*EXTRACTED ENTRIES:*
::::::::::

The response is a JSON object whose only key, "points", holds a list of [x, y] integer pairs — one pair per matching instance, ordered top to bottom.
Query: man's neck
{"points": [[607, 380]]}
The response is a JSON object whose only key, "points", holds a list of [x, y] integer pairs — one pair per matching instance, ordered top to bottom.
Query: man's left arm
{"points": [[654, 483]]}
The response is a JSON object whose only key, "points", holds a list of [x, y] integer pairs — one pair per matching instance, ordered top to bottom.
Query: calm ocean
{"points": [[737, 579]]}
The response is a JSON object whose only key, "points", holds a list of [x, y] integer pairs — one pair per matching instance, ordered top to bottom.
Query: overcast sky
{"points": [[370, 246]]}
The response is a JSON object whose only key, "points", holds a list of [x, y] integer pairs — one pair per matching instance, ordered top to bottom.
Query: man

::::::::::

With nothing left out, print the data above exactly.

The response is a JSON object whose only key, "points", holds a list of [x, y] integer pairs — one pair per matching instance, ordered top to bottom.
Query: man's neck
{"points": [[607, 380]]}
The response is a JSON object whose only key, "points", holds a list of [x, y] integer pairs — one pair per matching instance, ordered top to bottom.
Query: man's left arm
{"points": [[654, 483]]}
The response is a JSON object whose only key, "points", holds a list of [x, y] integer pairs — one pair per matching instance, ordered top to bottom.
Query: calm ocean
{"points": [[737, 579]]}
The response is a JSON object whose only key, "points", holds a list of [x, y] integer pairs — one pair per matching instance, ordered top to bottom.
Query: overcast sky
{"points": [[370, 246]]}
The response is a JSON object whose only key, "points", holds a list of [x, y] integer pairs — one pair per matching instance, ordered top to bottom.
Query: man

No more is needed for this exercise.